[Opening Page text section]

Wary advocates are responding with legal challenges.
Oakland amended an ordinance barring camping near locations including homes, schools and businesses after advocates for the homeless sued, calling the policy inhumane. Advocacy groups in Sacramento unsuccessfully sued to block a ballot measure they called cruel and unusual.
In Los Angeles, a sprawling lawsuit over encampments endangering public welfare has produced a vow to build more shelters — and created the legal authority to clear people from public spaces. Last year, the LA City Council prohibited people from sleeping in sensitive public spaces selected by council members in a move the city of Riverside emulated. Then, Los Angeles bolstered its prohibition in early August by banning camping near schools and daycares, acting at the behest of school district officials who warned children were being traumatized and threatened by people in a growing number of encampments.
A backlash erupted as protesters filled the City Council chambers, chanting and shouting over speakers as they accused council members of inflicting death and violence on homeless people. Authorities ultimately cleared the chambers before lawmakers could return and vote. The proposal passed overwhelmingly with the blessing of Rep. Karen Bass, a Democrat running for LA mayor. But dissenters accused the Council of displacing the problem.
“When you don’t house people, when you don’t offer real housing resources to people at a particular location, the best outcome that you can hope for from a law like this is that people move 500 feet down the street,” Councilmember Nithya Raman said in an interview. “I’m up against a wall. I don’t have any available shelter, and I would imagine other council members are feeling the same way.”
Seventy percent of California’s homeless population is unsheltered, according to a recent Stanford University study, compared to New York, where the figure is 5 percent. The same study found that a large portion of the California homeless population have either a severe mental illness or long-term substance abuse problem, or both.
State and local officials have feuded for decades over who bears responsibility for housing and caring for people with severe mental health illnesses — those who might have been institutionalized a half-century ago, before the national closure of state-funded psychiatric hospitals.

[Closing Page text section]
[Opening Supplied material section]

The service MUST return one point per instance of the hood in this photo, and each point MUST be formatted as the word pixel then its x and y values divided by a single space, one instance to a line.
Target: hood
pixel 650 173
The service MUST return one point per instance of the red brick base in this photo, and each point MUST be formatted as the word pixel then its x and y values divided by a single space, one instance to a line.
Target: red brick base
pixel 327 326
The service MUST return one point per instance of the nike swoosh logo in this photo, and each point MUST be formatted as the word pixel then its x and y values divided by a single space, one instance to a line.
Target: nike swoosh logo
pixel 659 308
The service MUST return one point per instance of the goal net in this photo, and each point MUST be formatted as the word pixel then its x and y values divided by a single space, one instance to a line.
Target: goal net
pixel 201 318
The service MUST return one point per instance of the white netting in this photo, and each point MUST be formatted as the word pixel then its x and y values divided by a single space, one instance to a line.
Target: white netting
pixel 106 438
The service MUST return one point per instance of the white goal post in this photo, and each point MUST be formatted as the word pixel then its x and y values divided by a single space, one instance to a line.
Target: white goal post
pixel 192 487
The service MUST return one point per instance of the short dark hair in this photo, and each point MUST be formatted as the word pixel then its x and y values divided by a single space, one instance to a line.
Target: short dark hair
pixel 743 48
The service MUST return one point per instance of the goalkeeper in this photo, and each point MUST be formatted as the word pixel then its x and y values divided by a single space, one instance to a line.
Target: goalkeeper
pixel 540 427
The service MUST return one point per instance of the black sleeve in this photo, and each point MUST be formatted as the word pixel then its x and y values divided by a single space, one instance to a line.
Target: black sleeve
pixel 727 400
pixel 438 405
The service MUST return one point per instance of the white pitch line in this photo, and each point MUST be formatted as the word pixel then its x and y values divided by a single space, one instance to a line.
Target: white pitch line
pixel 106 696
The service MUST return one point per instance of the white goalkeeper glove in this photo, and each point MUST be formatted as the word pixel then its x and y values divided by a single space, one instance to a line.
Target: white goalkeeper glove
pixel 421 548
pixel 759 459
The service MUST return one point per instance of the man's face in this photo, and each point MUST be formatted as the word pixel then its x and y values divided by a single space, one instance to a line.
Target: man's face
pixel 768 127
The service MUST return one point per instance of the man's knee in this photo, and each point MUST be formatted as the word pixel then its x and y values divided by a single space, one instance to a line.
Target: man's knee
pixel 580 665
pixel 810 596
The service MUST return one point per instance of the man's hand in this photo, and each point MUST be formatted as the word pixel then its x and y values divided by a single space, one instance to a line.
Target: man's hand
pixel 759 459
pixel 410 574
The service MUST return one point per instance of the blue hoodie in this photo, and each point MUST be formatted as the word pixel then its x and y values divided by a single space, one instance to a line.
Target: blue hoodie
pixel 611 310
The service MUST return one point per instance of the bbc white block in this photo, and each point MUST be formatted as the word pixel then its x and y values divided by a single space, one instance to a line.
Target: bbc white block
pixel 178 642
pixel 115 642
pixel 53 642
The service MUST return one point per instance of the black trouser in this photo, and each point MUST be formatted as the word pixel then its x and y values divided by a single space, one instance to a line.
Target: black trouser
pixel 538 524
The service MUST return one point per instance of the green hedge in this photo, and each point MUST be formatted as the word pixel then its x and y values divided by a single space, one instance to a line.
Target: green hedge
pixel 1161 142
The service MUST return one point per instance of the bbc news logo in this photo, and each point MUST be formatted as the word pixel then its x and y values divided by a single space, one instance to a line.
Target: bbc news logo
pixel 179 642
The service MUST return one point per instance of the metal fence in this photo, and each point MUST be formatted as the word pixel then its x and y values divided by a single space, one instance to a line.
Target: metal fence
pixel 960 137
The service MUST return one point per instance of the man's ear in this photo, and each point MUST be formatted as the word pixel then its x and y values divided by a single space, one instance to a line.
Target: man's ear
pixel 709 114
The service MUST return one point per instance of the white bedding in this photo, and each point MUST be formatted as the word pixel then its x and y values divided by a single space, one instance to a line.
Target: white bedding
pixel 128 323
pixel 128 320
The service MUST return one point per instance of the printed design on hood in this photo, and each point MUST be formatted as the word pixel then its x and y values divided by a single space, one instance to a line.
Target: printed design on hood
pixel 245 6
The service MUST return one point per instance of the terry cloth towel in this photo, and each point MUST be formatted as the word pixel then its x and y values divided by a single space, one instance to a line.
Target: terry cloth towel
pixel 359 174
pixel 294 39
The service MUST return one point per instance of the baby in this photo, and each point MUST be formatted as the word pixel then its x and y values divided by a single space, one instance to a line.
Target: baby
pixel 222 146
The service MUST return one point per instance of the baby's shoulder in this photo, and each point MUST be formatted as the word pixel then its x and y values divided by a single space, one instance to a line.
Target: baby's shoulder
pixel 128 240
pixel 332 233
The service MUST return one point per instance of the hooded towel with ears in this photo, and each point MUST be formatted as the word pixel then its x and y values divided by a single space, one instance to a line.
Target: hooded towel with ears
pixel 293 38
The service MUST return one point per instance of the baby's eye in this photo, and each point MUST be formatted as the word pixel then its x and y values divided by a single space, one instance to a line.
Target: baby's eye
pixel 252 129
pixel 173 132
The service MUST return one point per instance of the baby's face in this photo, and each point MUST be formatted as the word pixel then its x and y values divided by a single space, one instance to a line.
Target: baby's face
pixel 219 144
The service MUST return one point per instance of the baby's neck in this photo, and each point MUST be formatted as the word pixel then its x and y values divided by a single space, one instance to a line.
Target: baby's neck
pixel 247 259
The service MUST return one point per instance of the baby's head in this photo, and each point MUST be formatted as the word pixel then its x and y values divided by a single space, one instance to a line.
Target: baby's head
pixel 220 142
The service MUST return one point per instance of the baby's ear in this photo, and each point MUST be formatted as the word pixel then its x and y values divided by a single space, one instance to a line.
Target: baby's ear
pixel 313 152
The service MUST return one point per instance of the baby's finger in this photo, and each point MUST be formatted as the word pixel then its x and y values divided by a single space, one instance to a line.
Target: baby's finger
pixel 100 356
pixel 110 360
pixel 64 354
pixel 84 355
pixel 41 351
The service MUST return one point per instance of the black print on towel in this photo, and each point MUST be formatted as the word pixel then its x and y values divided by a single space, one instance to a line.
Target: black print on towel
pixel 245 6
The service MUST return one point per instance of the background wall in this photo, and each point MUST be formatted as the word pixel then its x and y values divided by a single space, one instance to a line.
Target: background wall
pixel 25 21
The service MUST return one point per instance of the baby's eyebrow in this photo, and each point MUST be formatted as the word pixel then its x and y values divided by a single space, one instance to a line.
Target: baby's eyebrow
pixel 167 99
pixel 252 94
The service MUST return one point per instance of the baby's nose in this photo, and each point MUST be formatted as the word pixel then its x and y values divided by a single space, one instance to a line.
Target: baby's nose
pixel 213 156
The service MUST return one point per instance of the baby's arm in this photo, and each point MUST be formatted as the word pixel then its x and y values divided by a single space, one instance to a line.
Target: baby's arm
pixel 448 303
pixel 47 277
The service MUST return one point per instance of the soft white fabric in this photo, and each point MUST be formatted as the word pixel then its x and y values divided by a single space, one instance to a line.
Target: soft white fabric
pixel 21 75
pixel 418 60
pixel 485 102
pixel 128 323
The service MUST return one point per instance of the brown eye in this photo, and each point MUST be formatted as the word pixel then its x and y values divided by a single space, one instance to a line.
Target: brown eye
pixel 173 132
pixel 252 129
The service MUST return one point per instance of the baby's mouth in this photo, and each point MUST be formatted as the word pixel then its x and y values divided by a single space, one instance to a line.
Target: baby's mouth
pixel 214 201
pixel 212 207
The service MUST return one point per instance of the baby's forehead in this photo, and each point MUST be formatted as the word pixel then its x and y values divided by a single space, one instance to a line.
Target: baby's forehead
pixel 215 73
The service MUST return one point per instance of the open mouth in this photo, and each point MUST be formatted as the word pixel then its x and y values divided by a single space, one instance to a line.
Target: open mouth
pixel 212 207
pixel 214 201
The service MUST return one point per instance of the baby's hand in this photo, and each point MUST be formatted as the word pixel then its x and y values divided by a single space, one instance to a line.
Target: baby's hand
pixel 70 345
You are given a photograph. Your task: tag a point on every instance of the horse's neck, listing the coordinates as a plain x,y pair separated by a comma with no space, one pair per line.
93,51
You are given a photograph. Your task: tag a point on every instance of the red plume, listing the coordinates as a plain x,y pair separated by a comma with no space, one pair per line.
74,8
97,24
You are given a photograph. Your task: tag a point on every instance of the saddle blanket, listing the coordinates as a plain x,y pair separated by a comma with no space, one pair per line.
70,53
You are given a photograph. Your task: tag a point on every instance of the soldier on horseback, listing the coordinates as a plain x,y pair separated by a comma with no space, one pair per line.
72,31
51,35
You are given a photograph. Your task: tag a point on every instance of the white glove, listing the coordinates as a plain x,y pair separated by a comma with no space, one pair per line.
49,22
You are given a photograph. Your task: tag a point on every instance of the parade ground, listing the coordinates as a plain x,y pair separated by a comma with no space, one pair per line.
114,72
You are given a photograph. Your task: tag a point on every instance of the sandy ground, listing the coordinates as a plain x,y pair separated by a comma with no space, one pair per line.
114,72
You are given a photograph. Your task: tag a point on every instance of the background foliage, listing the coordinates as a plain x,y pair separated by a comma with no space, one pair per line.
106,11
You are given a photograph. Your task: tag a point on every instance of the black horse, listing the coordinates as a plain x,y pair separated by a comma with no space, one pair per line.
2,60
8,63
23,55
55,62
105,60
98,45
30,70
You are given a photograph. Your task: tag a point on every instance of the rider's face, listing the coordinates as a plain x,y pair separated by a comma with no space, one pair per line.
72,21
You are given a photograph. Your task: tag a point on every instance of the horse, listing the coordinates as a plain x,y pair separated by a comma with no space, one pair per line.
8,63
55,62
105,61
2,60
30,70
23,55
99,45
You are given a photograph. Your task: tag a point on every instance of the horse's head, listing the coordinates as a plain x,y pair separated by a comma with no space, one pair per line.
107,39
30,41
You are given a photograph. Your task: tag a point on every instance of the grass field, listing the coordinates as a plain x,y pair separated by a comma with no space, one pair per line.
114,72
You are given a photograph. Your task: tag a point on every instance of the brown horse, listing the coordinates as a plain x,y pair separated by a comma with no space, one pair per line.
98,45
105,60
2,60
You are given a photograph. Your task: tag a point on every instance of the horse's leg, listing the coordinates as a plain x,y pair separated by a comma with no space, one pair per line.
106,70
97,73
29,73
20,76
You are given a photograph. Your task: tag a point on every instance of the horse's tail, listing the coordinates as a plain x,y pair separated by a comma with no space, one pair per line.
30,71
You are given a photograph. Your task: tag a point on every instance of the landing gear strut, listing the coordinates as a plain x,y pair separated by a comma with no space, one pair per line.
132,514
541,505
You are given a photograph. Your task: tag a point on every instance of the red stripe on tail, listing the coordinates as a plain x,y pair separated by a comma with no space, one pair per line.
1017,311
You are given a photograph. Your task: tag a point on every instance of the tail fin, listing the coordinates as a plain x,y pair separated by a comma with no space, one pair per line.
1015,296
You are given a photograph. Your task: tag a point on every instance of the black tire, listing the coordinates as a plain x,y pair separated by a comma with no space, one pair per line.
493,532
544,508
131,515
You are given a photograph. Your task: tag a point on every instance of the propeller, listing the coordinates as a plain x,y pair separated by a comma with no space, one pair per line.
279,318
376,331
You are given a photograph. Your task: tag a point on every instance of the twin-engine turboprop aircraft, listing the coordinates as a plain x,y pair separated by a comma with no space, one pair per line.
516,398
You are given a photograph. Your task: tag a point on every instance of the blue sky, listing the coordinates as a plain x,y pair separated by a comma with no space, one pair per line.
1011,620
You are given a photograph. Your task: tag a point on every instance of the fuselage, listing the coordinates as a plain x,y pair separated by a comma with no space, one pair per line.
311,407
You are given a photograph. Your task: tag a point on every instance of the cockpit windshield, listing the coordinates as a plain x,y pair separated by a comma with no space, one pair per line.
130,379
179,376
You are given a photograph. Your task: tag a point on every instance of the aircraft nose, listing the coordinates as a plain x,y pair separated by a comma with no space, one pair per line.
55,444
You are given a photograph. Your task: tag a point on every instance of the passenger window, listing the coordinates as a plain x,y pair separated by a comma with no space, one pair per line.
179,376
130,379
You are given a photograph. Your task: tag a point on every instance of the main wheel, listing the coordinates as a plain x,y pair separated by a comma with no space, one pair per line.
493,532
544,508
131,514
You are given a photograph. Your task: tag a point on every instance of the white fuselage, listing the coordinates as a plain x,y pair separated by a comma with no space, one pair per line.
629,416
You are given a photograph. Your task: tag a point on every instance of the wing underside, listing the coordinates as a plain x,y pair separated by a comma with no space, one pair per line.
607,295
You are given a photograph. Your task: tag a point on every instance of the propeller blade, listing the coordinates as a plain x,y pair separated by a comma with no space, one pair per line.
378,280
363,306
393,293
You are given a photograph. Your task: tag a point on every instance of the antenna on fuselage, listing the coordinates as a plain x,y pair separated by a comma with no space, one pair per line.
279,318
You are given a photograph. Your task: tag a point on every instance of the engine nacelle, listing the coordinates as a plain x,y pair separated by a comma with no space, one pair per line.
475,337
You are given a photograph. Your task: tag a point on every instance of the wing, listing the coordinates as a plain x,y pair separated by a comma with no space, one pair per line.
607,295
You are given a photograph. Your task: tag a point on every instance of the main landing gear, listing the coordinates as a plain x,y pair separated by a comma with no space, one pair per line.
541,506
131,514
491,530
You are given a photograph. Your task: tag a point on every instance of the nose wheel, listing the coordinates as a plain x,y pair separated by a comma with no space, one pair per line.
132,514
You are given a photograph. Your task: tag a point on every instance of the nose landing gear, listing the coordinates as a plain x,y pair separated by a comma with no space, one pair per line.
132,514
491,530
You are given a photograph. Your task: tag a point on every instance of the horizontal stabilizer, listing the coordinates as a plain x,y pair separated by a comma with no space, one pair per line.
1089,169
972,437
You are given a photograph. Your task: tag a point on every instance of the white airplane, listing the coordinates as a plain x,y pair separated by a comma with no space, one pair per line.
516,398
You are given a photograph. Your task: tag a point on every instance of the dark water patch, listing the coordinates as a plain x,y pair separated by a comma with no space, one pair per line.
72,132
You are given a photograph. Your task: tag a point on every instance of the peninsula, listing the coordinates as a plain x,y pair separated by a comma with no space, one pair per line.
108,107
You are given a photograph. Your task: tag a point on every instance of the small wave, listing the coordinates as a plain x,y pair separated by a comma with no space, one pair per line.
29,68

[Closing Supplied material section]

**Things to do**:
a) According to the homelessness article, what share of California's homeless population is unsheltered?
b) Put this sentence from the homelessness article into Spanish: "Authorities ultimately cleared the chambers before lawmakers could return and vote."
c) Carry on the article about homelessness in California, picking up right after its final sentence.
The items aren't needed for any of this.

**Answers to the problems**:
a) Seventy percent, according to a recent Stanford University study.

b) Las autoridades finalmente desalojaron la sala antes de que los legisladores pudieran regresar y votar.

c)
Steinberg, the Sacramento mayor, has been trying to solve this problem for decades. In 2004, as a state legislator, he authored a landmark ballot measure, the Mental Health Services Act, which charged a 1 percent income tax on earnings more than $1 million to provide funding for mental health programs. Steinberg and others have praised the measure as a success, and some reports show that those who participate in the programs funded by the law see a reduction in homelessness.
But nearly two decades later, Steinberg is now dealing with a sprawling homeless population. Sacramento’s bans on camping along sidewalks and along the scenic river trail are set to go into effect at the end of the month. The city ban would classify a violation as a misdemeanor, but homeless people are not supposed to be automatically jailed or fined unless there are extraordinary circumstances, per a companion resolution Steinberg introduced.
With the upcoming ballot measure, championed by business leaders, the city is prepared to put tougher enforcement laws to voters in November, despite fierce criticism and legal challenges from advocates for homeless people. Steinberg said it’s still worth a shot.
“It is not perfect and it is not the way I would write it,” he said of the ballot measure. “But it is progress toward what I believe is essential: that people have a right to housing, shelter and treatment and in a very imperfect way.”